◆ **REQUIRED ACTION**
Please return every record below exactly as it stands.

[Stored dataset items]

########

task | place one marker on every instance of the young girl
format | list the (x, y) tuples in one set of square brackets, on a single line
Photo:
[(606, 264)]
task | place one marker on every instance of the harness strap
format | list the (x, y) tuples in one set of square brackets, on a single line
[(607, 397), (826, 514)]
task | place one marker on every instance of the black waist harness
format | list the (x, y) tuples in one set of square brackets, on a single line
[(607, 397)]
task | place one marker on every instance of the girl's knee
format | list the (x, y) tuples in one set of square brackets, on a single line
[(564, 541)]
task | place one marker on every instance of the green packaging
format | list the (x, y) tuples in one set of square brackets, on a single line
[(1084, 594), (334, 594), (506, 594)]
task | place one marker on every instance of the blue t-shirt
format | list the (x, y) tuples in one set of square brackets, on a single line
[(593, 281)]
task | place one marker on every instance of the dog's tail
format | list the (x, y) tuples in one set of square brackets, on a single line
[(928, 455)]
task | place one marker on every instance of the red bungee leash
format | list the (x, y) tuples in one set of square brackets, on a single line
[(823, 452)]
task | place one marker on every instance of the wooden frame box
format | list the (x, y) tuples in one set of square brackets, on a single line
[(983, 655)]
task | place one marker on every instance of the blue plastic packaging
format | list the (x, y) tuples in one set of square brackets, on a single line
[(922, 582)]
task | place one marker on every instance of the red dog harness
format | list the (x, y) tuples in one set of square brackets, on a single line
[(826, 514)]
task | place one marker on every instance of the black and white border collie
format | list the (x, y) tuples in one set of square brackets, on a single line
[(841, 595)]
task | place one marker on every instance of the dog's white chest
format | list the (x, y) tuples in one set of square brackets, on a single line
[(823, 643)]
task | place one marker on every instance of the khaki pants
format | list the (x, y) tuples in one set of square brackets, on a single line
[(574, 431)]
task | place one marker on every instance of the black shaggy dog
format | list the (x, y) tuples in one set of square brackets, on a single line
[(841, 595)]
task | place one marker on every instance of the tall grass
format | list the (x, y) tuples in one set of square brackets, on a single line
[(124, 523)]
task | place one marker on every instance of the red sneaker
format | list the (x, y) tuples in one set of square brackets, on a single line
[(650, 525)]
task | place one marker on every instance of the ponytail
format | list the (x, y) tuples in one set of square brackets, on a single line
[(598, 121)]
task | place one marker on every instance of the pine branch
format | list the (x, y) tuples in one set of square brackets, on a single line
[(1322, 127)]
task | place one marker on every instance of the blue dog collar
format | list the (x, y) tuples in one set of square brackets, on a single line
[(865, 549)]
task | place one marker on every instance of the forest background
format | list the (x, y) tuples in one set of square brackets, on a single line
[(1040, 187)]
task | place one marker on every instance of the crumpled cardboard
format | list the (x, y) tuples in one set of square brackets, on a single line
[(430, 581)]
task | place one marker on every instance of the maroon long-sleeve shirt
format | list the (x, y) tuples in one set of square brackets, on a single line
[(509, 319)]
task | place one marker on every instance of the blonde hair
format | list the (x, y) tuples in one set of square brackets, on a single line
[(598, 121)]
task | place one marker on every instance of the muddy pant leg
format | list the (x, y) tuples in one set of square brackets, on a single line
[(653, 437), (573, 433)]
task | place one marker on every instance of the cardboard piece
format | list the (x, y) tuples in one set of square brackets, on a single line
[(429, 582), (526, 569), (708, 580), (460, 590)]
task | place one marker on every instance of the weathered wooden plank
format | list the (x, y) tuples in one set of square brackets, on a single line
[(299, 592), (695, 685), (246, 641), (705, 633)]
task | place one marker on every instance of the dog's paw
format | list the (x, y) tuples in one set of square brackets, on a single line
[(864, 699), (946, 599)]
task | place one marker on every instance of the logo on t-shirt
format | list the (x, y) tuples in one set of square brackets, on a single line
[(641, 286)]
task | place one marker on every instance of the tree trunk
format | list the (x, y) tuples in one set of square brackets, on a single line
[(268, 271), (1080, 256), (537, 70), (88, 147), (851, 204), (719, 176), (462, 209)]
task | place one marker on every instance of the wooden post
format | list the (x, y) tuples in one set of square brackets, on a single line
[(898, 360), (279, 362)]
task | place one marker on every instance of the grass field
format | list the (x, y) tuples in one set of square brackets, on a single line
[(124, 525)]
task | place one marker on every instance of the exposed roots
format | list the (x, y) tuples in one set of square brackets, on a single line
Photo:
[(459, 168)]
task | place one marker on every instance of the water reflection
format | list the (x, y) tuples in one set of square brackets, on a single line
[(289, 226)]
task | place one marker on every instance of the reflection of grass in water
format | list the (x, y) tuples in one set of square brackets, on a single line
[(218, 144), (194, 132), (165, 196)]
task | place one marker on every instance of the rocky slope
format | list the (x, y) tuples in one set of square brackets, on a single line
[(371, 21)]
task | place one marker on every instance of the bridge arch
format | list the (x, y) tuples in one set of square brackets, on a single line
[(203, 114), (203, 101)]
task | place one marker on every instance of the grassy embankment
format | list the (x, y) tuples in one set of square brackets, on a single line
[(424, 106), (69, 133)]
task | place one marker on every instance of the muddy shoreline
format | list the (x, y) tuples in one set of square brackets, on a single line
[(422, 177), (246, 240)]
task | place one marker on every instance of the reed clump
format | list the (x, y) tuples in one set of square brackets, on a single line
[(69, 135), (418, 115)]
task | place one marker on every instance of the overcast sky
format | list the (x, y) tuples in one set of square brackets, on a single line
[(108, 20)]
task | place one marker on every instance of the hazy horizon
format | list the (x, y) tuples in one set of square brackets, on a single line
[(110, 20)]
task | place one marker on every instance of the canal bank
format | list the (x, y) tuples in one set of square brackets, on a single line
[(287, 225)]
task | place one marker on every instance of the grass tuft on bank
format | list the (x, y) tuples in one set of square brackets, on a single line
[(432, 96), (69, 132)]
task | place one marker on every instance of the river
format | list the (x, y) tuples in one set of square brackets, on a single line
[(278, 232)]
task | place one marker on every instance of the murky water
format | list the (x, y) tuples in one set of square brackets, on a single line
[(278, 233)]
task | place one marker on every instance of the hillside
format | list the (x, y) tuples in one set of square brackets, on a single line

########

◆ **OUTPUT FOR THIS EXERCISE**
task | place one marker on every instance of the young girl
format | list the (x, y) tuples in one set of square brackets, on a single line
Photo:
[(606, 264)]
task | place one marker on every instance of the harness strap
format | list the (x, y) tuples in one set of square brackets, on a single line
[(607, 397), (826, 514)]
task | place one marker on every instance of the black waist harness
format | list the (x, y) tuples in one set of square brackets, on a single line
[(607, 397)]
task | place one marker on every instance of the girl's knee
format | list the (x, y) tuples in one set of square brackets, on a single line
[(564, 541)]
task | place one marker on every instance of the green packaging
format | list the (x, y) tuples in one set of square brackets, on a single line
[(1084, 594), (334, 594), (506, 594)]
task | place one marker on every instance of the blue t-shirt
format | list the (x, y) tuples in one set of square brackets, on a single line
[(593, 281)]
task | place one marker on every instance of the dog's tail
format | list the (x, y) tuples in one set of square brackets, on a single line
[(928, 455)]
task | place one marker on every instance of the red bungee leash
format | list the (x, y) tuples in one set of square brackets, on a single line
[(823, 452)]
task | place one marker on every instance of the wooden frame box
format | list the (x, y) tuples in one set of square brackets, on a single line
[(983, 655)]
task | place one marker on every instance of the blue plastic packaging
format | list the (x, y) tuples in one set of square brackets, on a single line
[(922, 582)]
task | place one marker on every instance of the red dog harness
format | list the (x, y) tuples in one set of square brackets, on a single line
[(826, 514)]
task | place one marker on every instance of the black and white border collie
format | list the (x, y) tuples in one set of square brackets, on a single line
[(841, 595)]
task | place one marker on every instance of the dog's white chest
format | list the (x, y) tuples in one set of square brackets, on a single line
[(823, 643)]
task | place one marker on every instance of the khaki pants
format | list the (x, y) tuples in one set of square brackets, on a single line
[(574, 431)]
task | place one marker on every instance of the black shaggy dog
format | list the (x, y) tuples in one set of square brackets, on a single line
[(841, 595)]
task | place one marker on every instance of the tall grass
format | list the (x, y) tuples in one set of square brackets, on a single line
[(124, 523)]
task | place one marker on every instance of the red sneaker
format | list the (x, y) tuples in one set of square brackets, on a single line
[(650, 525)]
task | place one marker on every instance of the ponytail
format | list the (x, y) tuples in one set of square brackets, on a single line
[(598, 121)]
task | place one marker on every instance of the pine branch
format | list the (x, y) tuples in one set of square brackets, on a single line
[(1322, 127)]
task | place one marker on every instance of the blue dog collar
format | list the (x, y) tuples in one set of square brackets, on a single line
[(865, 549)]
task | place one marker on every instance of the forest background
format | list the (x, y) tuples in one set of square brackets, on a single line
[(1040, 187)]
task | place one marker on every instance of the crumpled cardboard
format | list the (x, y) tuples in one set of square brackets, on a single line
[(430, 581)]
task | place one marker on every instance of the maroon long-sleeve shirt
format | list the (x, y) tuples in one set of square brackets, on a single line
[(509, 319)]
task | place one marker on every instance of the blonde hair
format | list the (x, y) tuples in one set of square brackets, on a single line
[(598, 121)]
task | place one marker on every instance of the muddy pant leg
format | list the (x, y) tuples in one set of square brackets, on a single line
[(653, 437), (573, 433)]
task | place one marker on every instance of the cardboard piece
format | list the (x, y) tuples in one set of square brackets, on a single line
[(429, 582), (526, 569), (708, 580), (460, 590)]
task | place one marker on every instance of the weathered wooden plank
format | list the (x, y) tuples in one set of square brackets, on a single line
[(299, 592), (695, 685), (246, 641), (705, 633)]
task | place one marker on every instance of the dog's paw
format | list the (x, y) tuples in one set of square brackets, on a single line
[(864, 699), (946, 599)]
task | place one marker on every instance of the logo on t-shirt
format | list the (x, y) tuples in one set of square brackets, on a single line
[(641, 286)]
task | place one marker on every instance of the tree trunk
format | list the (x, y) tuples in one set of square brackets, on a single line
[(268, 271), (1080, 256), (537, 70), (88, 147), (851, 204), (719, 176), (462, 209)]
task | place one marker on every instance of the wooden post
format | list the (x, y) tuples in one set of square brackets, on a single line
[(898, 360), (279, 362)]
task | place one marker on every instance of the grass field
format | list the (x, y) tuples in one set of square brackets, on a single line
[(124, 525)]
task | place one marker on every instance of the exposed roots
format | list the (x, y) tuples in one set of square brackets, on a single line
Photo:
[(459, 168)]
task | place one marker on every instance of the water reflection
format | list the (x, y) tuples in one set of square brackets, on a single line
[(289, 226)]
task | place one marker on every instance of the reflection of grass in water
format | list the (x, y) tuples in one set of square brackets, on a single line
[(218, 144), (194, 132), (165, 196)]
task | place one marker on every instance of the rocky slope
format | list the (x, y) tuples in one set of square brackets, on a single line
[(371, 21)]
task | place one marker on every instance of the bridge arch
format | list the (x, y) tuples in one set of square brackets, on a single line
[(203, 114), (203, 101)]
task | place one marker on every instance of the grassy embankment
format | list the (x, y) tuples in one set of square brackets, on a single line
[(424, 106), (69, 133)]
task | place one marker on every instance of the muddy shoreline
format | list the (x, y) tuples in one set of square brackets, on a single line
[(422, 177), (246, 240)]
task | place one marker on every instance of the reed clump
format | list the (x, y) tuples in one set of square brackets, on a single line
[(69, 135), (418, 115)]
task | place one marker on every instance of the overcast sky
format | list the (x, y) tuples in one set of square brackets, on a single line
[(108, 20)]
task | place one marker on every instance of the hazy horizon
format | list the (x, y) tuples in one set of square brackets, on a single line
[(110, 20)]
task | place one marker on every instance of the canal bank
format | list the (x, y) tuples in one set of square brackets, on a single line
[(287, 225)]
task | place one marker on every instance of the grass tuft on bank
format | list the (x, y) tuples in one set of square brackets, on a single line
[(432, 96), (69, 132)]
task | place one marker on every instance of the river
format | list the (x, y) tuples in one set of square brackets, on a single line
[(278, 232)]
task | place one marker on every instance of the murky water
format | list the (x, y) tuples in one set of square brackets, on a single line
[(278, 233)]
task | place one marker on every instance of the hillside
format | list the (x, y) tuples in one set of square brackets, on a single line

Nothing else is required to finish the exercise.